_TASK ITEM_
Each record in the material below must be written out again exactly.
*****
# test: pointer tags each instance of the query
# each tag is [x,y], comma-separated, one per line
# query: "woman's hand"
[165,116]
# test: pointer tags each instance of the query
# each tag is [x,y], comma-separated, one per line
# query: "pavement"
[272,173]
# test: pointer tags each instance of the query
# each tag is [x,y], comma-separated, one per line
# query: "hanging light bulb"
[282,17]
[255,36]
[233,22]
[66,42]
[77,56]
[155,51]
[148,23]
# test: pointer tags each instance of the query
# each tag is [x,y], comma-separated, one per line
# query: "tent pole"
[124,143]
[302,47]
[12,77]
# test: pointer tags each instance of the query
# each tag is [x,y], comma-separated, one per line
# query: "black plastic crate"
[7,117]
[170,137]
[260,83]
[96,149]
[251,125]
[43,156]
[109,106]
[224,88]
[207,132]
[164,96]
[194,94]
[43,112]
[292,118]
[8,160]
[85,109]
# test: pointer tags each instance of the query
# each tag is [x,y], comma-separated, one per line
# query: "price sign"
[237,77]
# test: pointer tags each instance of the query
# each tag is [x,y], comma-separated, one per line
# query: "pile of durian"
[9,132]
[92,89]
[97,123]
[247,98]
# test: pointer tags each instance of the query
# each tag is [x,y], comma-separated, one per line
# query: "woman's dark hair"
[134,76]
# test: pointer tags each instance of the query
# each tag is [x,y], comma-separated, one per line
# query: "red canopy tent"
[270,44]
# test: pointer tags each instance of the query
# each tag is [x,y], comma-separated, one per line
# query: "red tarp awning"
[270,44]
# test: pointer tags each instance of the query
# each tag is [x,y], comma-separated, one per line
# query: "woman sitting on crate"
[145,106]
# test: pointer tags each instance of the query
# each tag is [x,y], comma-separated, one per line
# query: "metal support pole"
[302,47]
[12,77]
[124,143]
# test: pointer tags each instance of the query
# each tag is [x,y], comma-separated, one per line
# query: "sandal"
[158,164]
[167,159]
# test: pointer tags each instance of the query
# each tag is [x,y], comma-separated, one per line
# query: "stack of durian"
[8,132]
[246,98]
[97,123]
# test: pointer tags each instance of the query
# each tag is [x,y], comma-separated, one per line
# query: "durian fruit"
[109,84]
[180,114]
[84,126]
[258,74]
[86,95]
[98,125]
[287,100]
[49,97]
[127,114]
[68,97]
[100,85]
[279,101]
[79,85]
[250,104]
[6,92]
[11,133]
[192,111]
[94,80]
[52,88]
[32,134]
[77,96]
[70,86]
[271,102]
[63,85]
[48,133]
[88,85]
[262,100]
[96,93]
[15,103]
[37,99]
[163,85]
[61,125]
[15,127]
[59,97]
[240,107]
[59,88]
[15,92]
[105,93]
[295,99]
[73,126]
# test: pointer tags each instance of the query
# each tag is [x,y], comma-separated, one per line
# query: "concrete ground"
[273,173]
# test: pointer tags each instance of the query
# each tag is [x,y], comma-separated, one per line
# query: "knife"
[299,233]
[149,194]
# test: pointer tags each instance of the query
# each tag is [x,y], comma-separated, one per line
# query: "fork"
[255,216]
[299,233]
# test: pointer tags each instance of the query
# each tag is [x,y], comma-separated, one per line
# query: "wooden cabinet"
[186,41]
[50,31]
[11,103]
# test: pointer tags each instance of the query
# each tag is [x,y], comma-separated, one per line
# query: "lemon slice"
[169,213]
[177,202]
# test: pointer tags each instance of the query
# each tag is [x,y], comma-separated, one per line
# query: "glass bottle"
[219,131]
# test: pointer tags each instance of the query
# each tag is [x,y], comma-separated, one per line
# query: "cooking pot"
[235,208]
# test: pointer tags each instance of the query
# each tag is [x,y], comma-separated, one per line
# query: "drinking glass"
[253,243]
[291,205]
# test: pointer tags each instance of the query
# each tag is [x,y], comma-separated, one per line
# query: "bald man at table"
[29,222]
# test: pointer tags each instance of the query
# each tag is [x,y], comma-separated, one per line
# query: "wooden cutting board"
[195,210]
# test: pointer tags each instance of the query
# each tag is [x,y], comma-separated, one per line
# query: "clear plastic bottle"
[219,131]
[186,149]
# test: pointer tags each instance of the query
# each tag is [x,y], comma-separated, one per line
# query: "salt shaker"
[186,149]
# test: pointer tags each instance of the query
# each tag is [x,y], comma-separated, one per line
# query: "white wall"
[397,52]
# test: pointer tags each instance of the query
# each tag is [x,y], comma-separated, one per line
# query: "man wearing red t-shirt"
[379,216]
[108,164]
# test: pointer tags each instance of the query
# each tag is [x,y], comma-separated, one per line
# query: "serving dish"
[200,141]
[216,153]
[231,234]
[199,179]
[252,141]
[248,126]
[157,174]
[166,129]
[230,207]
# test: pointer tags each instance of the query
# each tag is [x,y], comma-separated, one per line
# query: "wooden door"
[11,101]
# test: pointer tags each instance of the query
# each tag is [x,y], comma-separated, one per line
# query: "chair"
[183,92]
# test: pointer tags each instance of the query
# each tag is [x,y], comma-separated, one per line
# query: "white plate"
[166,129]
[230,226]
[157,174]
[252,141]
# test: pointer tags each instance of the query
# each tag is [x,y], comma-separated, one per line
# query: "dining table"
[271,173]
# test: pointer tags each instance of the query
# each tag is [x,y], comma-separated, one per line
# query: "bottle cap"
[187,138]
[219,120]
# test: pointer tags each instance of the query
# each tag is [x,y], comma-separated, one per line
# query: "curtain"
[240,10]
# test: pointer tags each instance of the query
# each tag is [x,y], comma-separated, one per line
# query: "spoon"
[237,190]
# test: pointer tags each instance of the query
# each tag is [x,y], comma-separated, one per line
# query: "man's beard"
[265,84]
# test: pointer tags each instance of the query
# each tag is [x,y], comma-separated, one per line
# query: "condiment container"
*****
_WORKED SOLUTION_
# test: pointer tags each instance of the query
# each tag is [x,y], comma-separated, one per line
# query: "woman's hand"
[165,116]
# test: pointer tags each instance of the query
# each tag is [x,y], comma-separated, one per line
# query: "pavement"
[272,173]
# test: pointer tags each instance of the query
# each tag is [x,y], comma-separated, one per line
# query: "hanging light bulb"
[282,17]
[255,36]
[233,22]
[66,42]
[77,56]
[155,51]
[148,23]
# test: pointer tags each instance of the query
# each tag is [x,y], comma-separated, one per line
# query: "tent pole"
[124,143]
[302,47]
[12,77]
# test: pointer tags each instance of the query
# each tag is [x,y], comma-separated, one per line
# query: "black plastic crate"
[7,117]
[170,137]
[260,83]
[96,149]
[251,125]
[43,156]
[109,106]
[224,88]
[207,132]
[164,96]
[194,94]
[43,112]
[292,118]
[8,160]
[85,109]
# test: pointer tags each instance of the query
# each tag is [x,y], comma-separated, one per line
# query: "price sign"
[237,77]
# test: pointer tags each instance of the query
# each tag is [x,y], comma-separated, one per line
# query: "pile of durian"
[9,132]
[92,89]
[97,123]
[247,98]
# test: pointer tags each instance of the query
# each tag is [x,y], comma-separated, one per line
# query: "woman's dark hair"
[134,76]
# test: pointer tags each instance of the query
# each tag is [x,y], comma-separated, one per line
# query: "red canopy tent"
[270,44]
# test: pointer tags each instance of the query
# each tag is [x,y], comma-separated, one per line
# query: "red tarp awning"
[270,44]
# test: pointer tags each instance of the query
# each tag is [x,y], comma-separated, one per line
# query: "woman sitting on crate"
[145,106]
# test: pointer tags each instance of the query
# each tag is [x,y], comma-separated, one per line
# query: "metal support pole"
[302,47]
[12,77]
[124,143]
# test: pointer tags each instance of the query
# each tag is [x,y], comma-separated, one per line
# query: "sandal"
[158,164]
[167,159]
# test: pointer tags each instance of the query
# each tag is [x,y], comma-separated, one per line
# query: "stack of durian"
[8,132]
[246,98]
[97,123]
# test: pointer tags each instance of the query
# each tag is [x,y], comma-separated, one per line
# query: "durian fruit"
[109,84]
[180,114]
[84,126]
[258,74]
[86,95]
[98,125]
[287,100]
[49,97]
[127,114]
[68,97]
[100,85]
[279,101]
[79,85]
[250,104]
[6,92]
[11,133]
[192,111]
[94,80]
[52,88]
[32,134]
[77,96]
[70,86]
[271,102]
[63,85]
[48,133]
[88,85]
[262,100]
[96,93]
[15,103]
[37,99]
[163,85]
[61,125]
[15,127]
[59,97]
[240,107]
[59,88]
[15,92]
[105,93]
[295,99]
[73,126]
# test: pointer tags each instance of the query
# each tag is [x,y], comma-separated, one per line
# query: "concrete ground"
[273,173]
# test: pointer tags each instance of the query
# each tag is [x,y], comma-separated, one per line
# query: "knife"
[299,233]
[149,194]
# test: pointer tags each instance of the query
# each tag is [x,y], comma-separated, one per line
# query: "fork"
[255,216]
[299,233]
# test: pointer tags each instance of the query
# each tag is [x,y], comma-separated, one per line
# query: "wooden cabinet"
[186,41]
[50,31]
[11,103]
# test: pointer tags each instance of the query
# each tag is [x,y], comma-separated, one per line
# query: "lemon slice"
[169,213]
[177,202]
# test: pointer tags each instance of the query
# each tag is [x,y], comma-separated, one per line
# query: "glass bottle"
[219,131]
# test: pointer tags each instance of the query
# each tag is [x,y], comma-separated, one per line
# query: "cooking pot"
[235,208]
# test: pointer tags each instance of the query
# each tag is [x,y], comma-separated, one per line
# query: "drinking glass"
[253,243]
[291,205]
# test: pointer tags each instance of the query
# each tag is [x,y], comma-separated, one per line
# query: "bald man at table"
[29,222]
# test: pointer tags each instance of the query
# each tag is [x,y], comma-separated, one per line
# query: "wooden cutting board"
[195,210]
# test: pointer tags each instance of the query
# each tag is [x,y], comma-separated, one per line
# query: "clear plastic bottle"
[219,131]
[186,149]
# test: pointer tags each instance of the query
# each tag is [x,y], comma-separated, one per line
# query: "salt shaker"
[186,149]
# test: pointer tags each instance of the query
# each tag is [x,y], comma-separated, one per line
# query: "white wall"
[397,52]
# test: pointer tags each instance of the query
# each tag is [x,y], comma-separated, one per line
# query: "man wearing red t-shirt"
[379,216]
[108,164]
# test: pointer tags each instance of the query
# each tag is [x,y], comma-separated, one per line
# query: "serving dish"
[200,141]
[216,153]
[231,234]
[199,179]
[252,141]
[248,126]
[157,174]
[166,129]
[230,207]
# test: pointer tags each instance of the query
# each tag is [x,y], comma-separated, one per line
# query: "wooden door"
[11,101]
# test: pointer tags each instance of the query
# each tag is [x,y], comma-separated, one per line
# query: "chair"
[183,92]
# test: pointer tags each instance of the query
# each tag is [x,y], comma-separated, one per line
# query: "white plate"
[166,129]
[230,226]
[157,174]
[252,141]
# test: pointer tags each instance of the query
# each tag is [x,y], comma-separated, one per line
# query: "dining table"
[271,173]
# test: pointer tags each instance of the query
# each tag is [x,y], comma-separated, one per line
# query: "bottle cap"
[187,138]
[219,120]
# test: pointer tags each instance of the query
# each tag is [x,y], comma-separated, one per line
# query: "curtain"
[240,10]
# test: pointer tags each instance of the query
# each tag is [x,y], comma-separated, one per line
# query: "spoon"
[237,190]
# test: pointer tags each instance of the query
# each tag is [x,y], comma-separated, one per line
# query: "man's beard"
[265,84]
# test: pointer tags each instance of the query
# each tag is [x,y], comma-separated, one per line
# query: "condiment container"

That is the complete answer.